Top of Data to examine
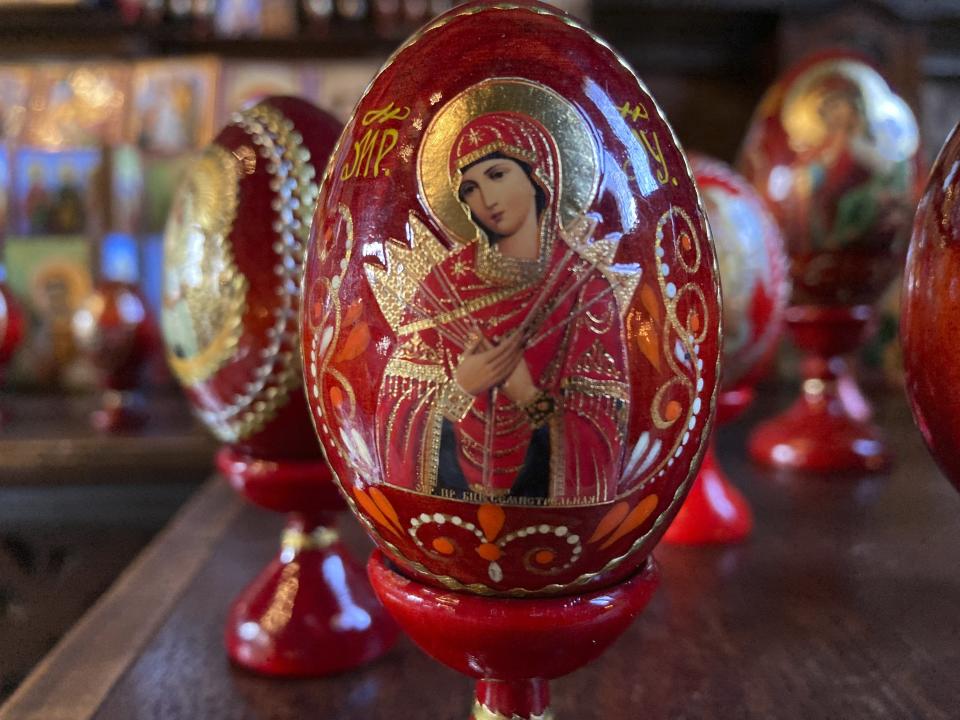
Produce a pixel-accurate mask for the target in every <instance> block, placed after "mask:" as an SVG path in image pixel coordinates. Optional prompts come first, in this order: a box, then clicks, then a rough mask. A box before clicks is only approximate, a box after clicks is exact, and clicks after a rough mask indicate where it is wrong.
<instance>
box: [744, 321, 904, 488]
mask: <svg viewBox="0 0 960 720" xmlns="http://www.w3.org/2000/svg"><path fill="white" fill-rule="evenodd" d="M786 319H787V327H788V328H789V330H790V333H791V335H792V336H793V339H794V342H795V344H796V345H797V346H798V347H799V348H800V349H801V350H803V351H805V352H806V355H805V356H804V358H803V361H802V367H801V372H802V375H803V385H802V389H801V393H800V397H799V398H798V399H797V400H796V402H795V403H794V404H793V405H792V406H791V407H790V408H789V409H787V410H786V412H783V413H781V414H780V415H777V416H776V417H774V418H772V419H771V420H768V421H767V422H765V423H763V424H762V425H760V426H758V427H757V428H756V430H754V431H753V433H752V434H751V436H750V440H749V447H750V455H751V456H752V457H753V459H754V460H755V461H756V462H758V463H760V464H762V465H767V466H770V467H775V468H782V469H789V470H801V471H808V472H816V473H844V472H845V473H869V472H876V471H879V470H883V469H884V468H886V467H887V466H889V464H890V453H889V450H888V449H887V446H886V444H885V443H884V441H883V438H882V436H881V433H880V430H879V429H878V428H877V427H876V426H875V425H874V424H873V423H872V422H871V420H870V416H871V409H870V405H869V403H868V402H867V400H866V399H865V398H864V396H863V393H862V392H861V391H860V389H859V387H858V386H857V382H856V378H855V376H854V374H853V370H852V368H851V366H850V364H849V363H848V362H847V360H846V358H845V356H846V355H848V354H850V353H852V352H853V351H855V350H856V349H857V348H858V347H860V345H861V344H862V343H863V341H864V340H865V339H866V338H867V337H868V336H869V334H870V332H871V331H872V329H873V321H874V313H873V308H871V307H870V306H868V305H855V306H850V307H847V306H829V307H828V306H813V305H807V306H802V305H801V306H794V307H790V308H788V309H787V315H786Z"/></svg>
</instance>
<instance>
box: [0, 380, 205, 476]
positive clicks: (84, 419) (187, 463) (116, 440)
mask: <svg viewBox="0 0 960 720" xmlns="http://www.w3.org/2000/svg"><path fill="white" fill-rule="evenodd" d="M145 403H146V407H147V410H148V412H149V419H148V421H147V423H146V425H145V426H144V428H143V429H142V431H140V432H136V433H129V434H118V435H104V434H102V433H98V432H97V431H95V430H94V429H93V428H92V427H91V426H90V423H89V420H88V418H89V415H90V412H91V411H92V410H93V409H94V408H95V407H97V406H98V404H99V397H98V396H97V395H94V394H90V395H76V396H73V395H60V394H52V393H51V394H38V395H33V394H9V393H4V394H3V395H0V407H2V409H3V412H4V414H5V415H8V416H9V417H8V418H7V420H6V422H5V423H4V424H3V426H2V427H0V486H2V485H37V484H40V485H46V484H58V485H76V484H103V483H108V482H116V481H120V482H125V481H128V480H130V479H131V476H134V475H135V476H136V481H137V482H140V483H149V482H183V481H184V480H185V479H186V477H185V476H189V477H190V478H191V479H192V478H195V477H196V475H197V473H200V474H202V475H209V473H210V472H211V471H212V469H213V453H214V451H215V450H216V444H215V443H214V441H213V439H212V438H211V437H210V435H209V433H207V432H205V431H204V429H203V428H202V427H200V425H199V424H198V423H197V422H196V421H195V420H194V418H193V416H192V415H191V414H190V410H189V408H188V406H187V403H186V400H185V399H184V398H183V397H182V396H180V395H178V394H174V393H169V394H159V393H158V394H154V395H149V396H148V397H147V398H146V399H145Z"/></svg>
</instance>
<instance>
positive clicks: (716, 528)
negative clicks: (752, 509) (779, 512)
mask: <svg viewBox="0 0 960 720" xmlns="http://www.w3.org/2000/svg"><path fill="white" fill-rule="evenodd" d="M753 395H754V393H753V390H752V389H749V388H741V389H739V390H730V391H726V392H725V391H721V392H720V395H719V397H718V398H717V419H716V422H717V424H718V425H719V424H722V423H725V422H731V421H732V420H734V419H736V418H737V416H739V415H740V413H742V412H743V411H744V410H746V409H747V407H748V406H749V405H750V403H751V402H752V401H753ZM752 530H753V511H752V510H751V509H750V504H749V503H748V502H747V499H746V498H745V497H744V496H743V494H742V493H741V492H740V491H739V490H737V488H736V486H734V485H733V483H731V482H730V478H728V477H727V475H726V473H725V472H724V471H723V468H722V467H721V465H720V463H719V462H718V461H717V454H716V442H715V439H714V438H713V437H711V438H710V440H709V441H708V445H707V452H706V455H705V456H704V458H703V465H701V466H700V472H699V473H698V474H697V478H696V480H694V481H693V486H692V487H691V488H690V493H689V494H688V495H687V499H686V500H684V501H683V506H682V507H681V508H680V512H678V513H677V516H676V517H675V518H674V519H673V522H672V523H671V524H670V528H669V529H668V530H667V532H666V534H665V535H664V536H663V539H664V540H665V541H666V542H670V543H674V544H676V545H715V544H725V543H736V542H740V541H742V540H744V539H746V538H747V537H749V535H750V533H751V532H752Z"/></svg>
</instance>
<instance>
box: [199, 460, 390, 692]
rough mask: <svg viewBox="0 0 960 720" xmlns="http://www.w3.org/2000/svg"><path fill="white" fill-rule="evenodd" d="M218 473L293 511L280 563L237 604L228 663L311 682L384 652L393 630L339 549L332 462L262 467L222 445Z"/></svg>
mask: <svg viewBox="0 0 960 720" xmlns="http://www.w3.org/2000/svg"><path fill="white" fill-rule="evenodd" d="M217 467H218V468H219V469H220V472H221V473H223V475H224V476H225V477H226V478H228V480H229V481H230V483H231V484H232V485H233V486H234V488H236V489H237V490H238V491H239V492H242V493H243V494H244V496H245V497H246V498H247V499H249V500H251V501H253V502H255V503H256V504H258V505H260V506H261V507H265V508H268V509H270V510H275V511H278V512H289V515H288V518H287V527H286V529H285V531H284V534H283V540H282V542H281V549H280V554H279V556H278V557H277V558H275V559H274V560H273V561H271V562H270V564H269V565H268V566H267V567H266V568H265V569H264V570H263V572H261V573H260V574H259V575H258V576H257V578H256V579H255V580H254V581H253V582H252V583H251V584H250V585H248V586H247V587H246V588H245V589H244V590H243V592H242V593H241V594H240V596H239V597H238V598H237V599H236V600H235V601H234V603H233V604H232V605H231V607H230V612H229V615H228V617H227V625H226V631H225V634H224V640H225V642H226V645H227V650H228V652H229V654H230V657H231V658H232V659H233V660H234V661H235V662H237V663H239V664H240V665H242V666H244V667H247V668H251V669H254V670H257V671H258V672H262V673H264V674H268V675H281V676H286V677H297V676H303V677H306V676H318V675H327V674H329V673H334V672H340V671H343V670H349V669H351V668H354V667H357V666H358V665H361V664H363V663H365V662H368V661H370V660H373V659H375V658H377V657H379V656H380V655H381V654H383V653H384V652H386V651H387V650H388V649H389V648H390V647H391V646H392V645H393V642H394V640H395V639H396V629H395V626H394V624H393V622H392V621H391V620H390V618H389V617H388V616H387V614H386V612H385V611H384V609H383V608H382V607H381V606H380V604H379V603H378V602H377V600H376V598H375V597H374V595H373V592H372V591H371V589H370V584H369V583H368V582H367V579H366V576H365V574H364V569H363V567H362V566H361V565H360V564H358V563H357V561H356V560H354V559H353V558H352V557H351V556H350V554H349V552H347V549H346V548H345V547H344V546H343V544H342V543H341V542H340V537H339V533H338V532H337V529H336V510H338V509H339V508H341V507H342V504H343V501H342V500H341V499H340V496H339V493H338V492H337V490H336V487H335V486H334V484H333V483H332V482H330V481H329V476H330V469H329V467H328V466H327V464H326V463H325V462H324V461H323V460H315V461H312V462H311V461H309V460H301V461H293V460H283V461H275V460H264V459H261V458H253V457H250V456H248V455H244V454H242V453H238V452H237V451H236V450H234V449H233V448H230V447H225V448H223V449H222V450H221V451H220V452H219V453H218V455H217ZM291 508H296V511H294V512H291Z"/></svg>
Bottom of Data to examine
* [Work to complete]
In the data above, which lines lie between the line with "box: [744, 321, 904, 488]" and the line with "box: [0, 380, 205, 476]", inclusive? Print those lines exactly and nothing else.

* [Solution to the problem]
box: [744, 321, 904, 488]
mask: <svg viewBox="0 0 960 720" xmlns="http://www.w3.org/2000/svg"><path fill="white" fill-rule="evenodd" d="M786 319H787V327H788V328H789V330H790V333H791V335H792V336H793V339H794V342H795V344H796V345H797V346H798V347H799V348H800V349H801V350H803V351H805V352H806V355H805V356H804V358H803V361H802V367H801V372H802V375H803V385H802V389H801V393H800V397H799V398H798V399H797V400H796V402H795V403H794V404H793V405H792V406H791V407H790V408H789V409H787V410H786V412H783V413H781V414H780V415H777V416H776V417H774V418H772V419H771V420H768V421H767V422H765V423H763V424H762V425H760V426H758V427H757V428H756V430H754V431H753V433H752V434H751V436H750V440H749V447H750V455H751V456H752V457H753V459H754V460H755V461H756V462H758V463H760V464H762V465H767V466H770V467H775V468H782V469H789V470H801V471H808V472H816V473H844V472H845V473H869V472H876V471H879V470H883V469H884V468H886V467H887V466H889V464H890V453H889V450H888V449H887V446H886V444H885V443H884V441H883V438H882V436H881V433H880V430H879V429H878V428H877V427H876V426H875V425H874V424H873V423H872V422H871V420H870V416H871V409H870V405H869V403H868V402H867V400H866V399H865V398H864V396H863V393H862V392H861V391H860V389H859V387H858V386H857V382H856V378H855V376H854V374H853V370H852V368H851V366H850V364H849V363H848V362H847V360H846V358H845V356H846V355H848V354H850V353H852V352H853V351H855V350H856V349H857V348H858V347H860V345H861V344H862V343H863V341H864V340H865V339H866V338H867V337H868V336H869V334H870V332H871V331H872V329H873V321H874V313H873V308H871V307H870V306H868V305H855V306H850V307H847V306H829V307H828V306H813V305H807V306H802V305H801V306H794V307H790V308H788V309H787V315H786Z"/></svg>
</instance>
<instance>
box: [0, 380, 205, 476]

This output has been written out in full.